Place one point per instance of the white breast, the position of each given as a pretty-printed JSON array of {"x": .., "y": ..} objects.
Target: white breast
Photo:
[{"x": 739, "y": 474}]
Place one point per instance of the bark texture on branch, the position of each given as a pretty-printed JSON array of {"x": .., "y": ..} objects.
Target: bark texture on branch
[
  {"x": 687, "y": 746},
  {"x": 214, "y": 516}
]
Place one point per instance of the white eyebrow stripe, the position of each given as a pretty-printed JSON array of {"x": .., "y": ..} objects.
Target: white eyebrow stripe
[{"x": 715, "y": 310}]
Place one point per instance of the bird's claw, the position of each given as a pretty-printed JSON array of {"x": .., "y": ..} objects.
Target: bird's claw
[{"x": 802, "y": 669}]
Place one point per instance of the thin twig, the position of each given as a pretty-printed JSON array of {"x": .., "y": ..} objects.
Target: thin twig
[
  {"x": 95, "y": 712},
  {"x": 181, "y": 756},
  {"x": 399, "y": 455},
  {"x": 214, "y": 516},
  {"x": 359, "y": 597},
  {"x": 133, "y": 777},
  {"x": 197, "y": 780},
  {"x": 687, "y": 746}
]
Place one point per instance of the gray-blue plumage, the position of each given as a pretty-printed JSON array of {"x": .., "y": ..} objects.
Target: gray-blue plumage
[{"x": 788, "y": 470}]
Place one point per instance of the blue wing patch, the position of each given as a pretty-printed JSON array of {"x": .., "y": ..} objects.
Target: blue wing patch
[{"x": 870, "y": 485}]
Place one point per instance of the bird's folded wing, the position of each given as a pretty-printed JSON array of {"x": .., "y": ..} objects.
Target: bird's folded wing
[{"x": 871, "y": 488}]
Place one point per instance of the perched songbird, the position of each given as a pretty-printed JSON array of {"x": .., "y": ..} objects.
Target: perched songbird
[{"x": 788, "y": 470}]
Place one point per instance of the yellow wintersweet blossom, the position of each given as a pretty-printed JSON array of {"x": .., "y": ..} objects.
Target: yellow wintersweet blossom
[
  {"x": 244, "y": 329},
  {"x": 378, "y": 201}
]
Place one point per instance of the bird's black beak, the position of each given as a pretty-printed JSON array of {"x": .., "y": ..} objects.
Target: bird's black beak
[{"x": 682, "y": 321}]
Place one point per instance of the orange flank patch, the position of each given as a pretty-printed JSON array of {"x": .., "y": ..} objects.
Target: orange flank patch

■ ■ ■

**Exercise**. Every record should be retyped so that it matches the original exactly.

**Output for this exercise**.
Place one point per instance of the white breast, the position of each given as a pretty-printed JSON array of {"x": .., "y": ..} objects.
Target: white breast
Photo:
[{"x": 739, "y": 474}]
Place one point per instance of the bark texture on branch, the position of each given as a pretty-printed JSON array of {"x": .., "y": ..} objects.
Target: bark texture on branch
[
  {"x": 687, "y": 746},
  {"x": 214, "y": 516}
]
Place one point per instance of the white eyebrow stripe, the position of each given as a pretty-printed JSON array of {"x": .., "y": ..} objects.
Target: white eyebrow stripe
[{"x": 715, "y": 310}]
Place one point per instance of the bird's claw, the position of each given as a pretty-printed JSON array of {"x": .., "y": ..} objects.
Target: bird's claw
[{"x": 802, "y": 669}]
Place one point per instance of the thin twig, the position of each given as a pretty-printed JSON array of {"x": .., "y": ..} objects.
Target: thin twig
[
  {"x": 95, "y": 712},
  {"x": 181, "y": 756},
  {"x": 399, "y": 455},
  {"x": 214, "y": 516},
  {"x": 359, "y": 597},
  {"x": 133, "y": 777},
  {"x": 197, "y": 780},
  {"x": 687, "y": 746}
]
Place one point per instance of the gray-blue plumage, the position of each given as a pretty-printed JSON array of {"x": .., "y": ..} objects.
Target: gray-blue plumage
[{"x": 788, "y": 470}]
Place one point per instance of the blue wing patch, the position of each given as a pretty-printed JSON array of {"x": .., "y": ..} objects.
Target: blue wing patch
[{"x": 870, "y": 485}]
Place one point per instance of the bird's folded wing, the position of each given as a pretty-printed JSON array of {"x": .., "y": ..} objects.
Target: bird's folded wing
[{"x": 871, "y": 488}]
Place one point per instance of the perched songbird, the position of each given as a pretty-printed JSON array of {"x": .., "y": ..} objects.
Target: perched songbird
[{"x": 788, "y": 470}]
Place one point per instance of the yellow wintersweet blossom, the position of each given as a pretty-printed JSON array of {"x": .., "y": ..} objects.
Target: yellow wintersweet blossom
[
  {"x": 244, "y": 329},
  {"x": 378, "y": 201}
]
Place one point per instance of the bird's black beak, the position of each given as a pretty-printed JSON array of {"x": .., "y": ..} objects.
Target: bird's black beak
[{"x": 682, "y": 321}]
Place one point per instance of the orange flank patch, the position of each given as a pretty-printed JSON array of {"x": .., "y": ..} objects.
Target: orange flank patch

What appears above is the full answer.